■ Work instructions: Write down every entry below once more, exactly.

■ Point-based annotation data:

* * *

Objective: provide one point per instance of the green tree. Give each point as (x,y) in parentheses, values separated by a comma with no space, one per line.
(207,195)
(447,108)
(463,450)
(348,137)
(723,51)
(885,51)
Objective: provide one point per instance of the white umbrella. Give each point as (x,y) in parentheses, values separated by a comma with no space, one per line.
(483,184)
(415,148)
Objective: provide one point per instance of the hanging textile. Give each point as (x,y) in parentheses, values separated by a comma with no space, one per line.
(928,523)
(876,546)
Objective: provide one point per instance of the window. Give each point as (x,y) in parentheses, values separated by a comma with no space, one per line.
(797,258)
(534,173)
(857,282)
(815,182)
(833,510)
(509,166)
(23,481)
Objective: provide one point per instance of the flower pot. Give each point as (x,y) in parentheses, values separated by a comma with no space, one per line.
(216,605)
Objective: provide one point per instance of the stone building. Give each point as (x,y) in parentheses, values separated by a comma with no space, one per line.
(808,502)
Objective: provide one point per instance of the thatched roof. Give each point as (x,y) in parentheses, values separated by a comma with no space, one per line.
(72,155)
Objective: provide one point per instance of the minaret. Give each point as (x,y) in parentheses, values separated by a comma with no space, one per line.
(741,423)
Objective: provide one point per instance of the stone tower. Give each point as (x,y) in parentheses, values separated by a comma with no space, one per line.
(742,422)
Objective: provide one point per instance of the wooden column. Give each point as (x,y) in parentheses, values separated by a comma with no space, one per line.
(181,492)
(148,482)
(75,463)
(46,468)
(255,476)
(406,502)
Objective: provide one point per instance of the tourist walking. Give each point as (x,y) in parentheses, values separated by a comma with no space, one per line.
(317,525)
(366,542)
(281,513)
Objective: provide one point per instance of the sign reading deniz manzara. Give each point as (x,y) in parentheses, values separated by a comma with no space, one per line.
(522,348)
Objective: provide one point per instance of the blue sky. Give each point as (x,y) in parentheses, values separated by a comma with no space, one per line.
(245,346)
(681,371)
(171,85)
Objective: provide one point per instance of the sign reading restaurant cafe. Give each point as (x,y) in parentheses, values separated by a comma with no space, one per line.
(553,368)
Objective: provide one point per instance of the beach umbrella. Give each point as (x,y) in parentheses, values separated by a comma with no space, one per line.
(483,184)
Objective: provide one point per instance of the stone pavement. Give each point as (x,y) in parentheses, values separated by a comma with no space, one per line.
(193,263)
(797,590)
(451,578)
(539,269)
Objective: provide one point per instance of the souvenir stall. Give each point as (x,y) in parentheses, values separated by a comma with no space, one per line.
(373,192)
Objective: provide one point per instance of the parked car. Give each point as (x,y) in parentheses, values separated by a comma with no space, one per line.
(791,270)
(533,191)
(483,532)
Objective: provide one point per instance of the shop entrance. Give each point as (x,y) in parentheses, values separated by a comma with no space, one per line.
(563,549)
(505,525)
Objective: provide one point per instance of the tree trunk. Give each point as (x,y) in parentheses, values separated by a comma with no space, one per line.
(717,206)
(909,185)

* * *

■ Response:
Objective: provide one point per instance of the green tree. Give each point as (x,y) in parentheses, values separated by a comma with no space, one per line.
(207,195)
(447,108)
(463,450)
(348,137)
(723,51)
(885,51)
Objective: provide one point per instance of the white umbrella. Give each point as (x,y) in parentheses, values separated by a comma with no space, one per line.
(483,184)
(415,148)
Objective: provide one point per instance of the hanging textile. Give each point as (x,y) in parentheses, values separated by a comma with no space, one per line.
(928,523)
(876,546)
Objective: provide one point per instance of the window. Give each point as (x,y) in parentheses, values separated by a comma with no space, one per line.
(797,258)
(534,173)
(857,282)
(815,182)
(833,510)
(509,166)
(23,481)
Objective: provide one point per instance of the flower pot. Give each point as (x,y) in parentheses, values separated by a comma with no space, one per line.
(216,605)
Objective: provide one point per instance of the stone building. Give each point as (x,y) in parentheses, values separated by a comma with no space, one per line.
(808,502)
Objective: provide one point per instance of the thatched roof. Give each point as (x,y) in parentheses, values separated by a comma with no space, one per line.
(72,155)
Objective: provide one point per instance of the minaret. Give each point as (x,y) in parentheses, values separated by a comma with no space, one per line.
(741,423)
Objective: provide one point per instance of the stone tower. Give each point as (x,y) in parentheses, values separated by a comma with no space, one per line.
(742,422)
Objective: provide one point per instance of the wooden column. Give each point as (x,y) in parentheses, values separated by a comma with no space, one per line.
(181,492)
(148,482)
(75,463)
(46,468)
(255,476)
(406,502)
Objective: provide one point per instance of the tourist walking. Give each point as (x,y) in parentheses, values separated by a comma with no space, one per line.
(317,525)
(366,542)
(281,513)
Objective: provide one point per instance of the sign reading deniz manzara. Give each point as (x,y) in parentheses, values separated by a comma with no space, one per line.
(522,348)
Objective: provide one point per instance of the blue sky. Give each point as (x,y) in parentheses, values separated by a comma with no space, one per line.
(245,346)
(681,371)
(171,85)
Objective: provide one point per instance of the sign reading restaurant cafe. Give each point as (x,y) in parentheses, values separated by a comma with no space, one per line.
(553,368)
Objective: provide one point per instance of the beach umbrella. Give each point as (x,y) in parentheses, values separated by a comma with no space, one per line.
(483,184)
Objective: provide one point per instance of the stone pavement. Give each point as (x,y) in parentheses, values separated by a comma with no space, one per line.
(193,263)
(797,590)
(451,578)
(539,269)
Objective: provide one point per instance of the souvenir stall. Give each point as (x,y) in parentheses, values separated by a comma with no space, one per line.
(373,192)
Objective: provide one point per instance of the parked car. Give each point as (x,y) in parentheses, values separated by a comma with no space, one per line.
(791,270)
(533,191)
(483,532)
Objective: provide one point per instance of the shop entrance. Give each point as (x,y) in parentheses, values separated by a comma with no space, one per line.
(563,549)
(505,525)
Objective: provide one point per instance of the tree trunk. Give each point as (x,y) in parentheses, values separated by a comma with no space, one per line.
(717,206)
(909,185)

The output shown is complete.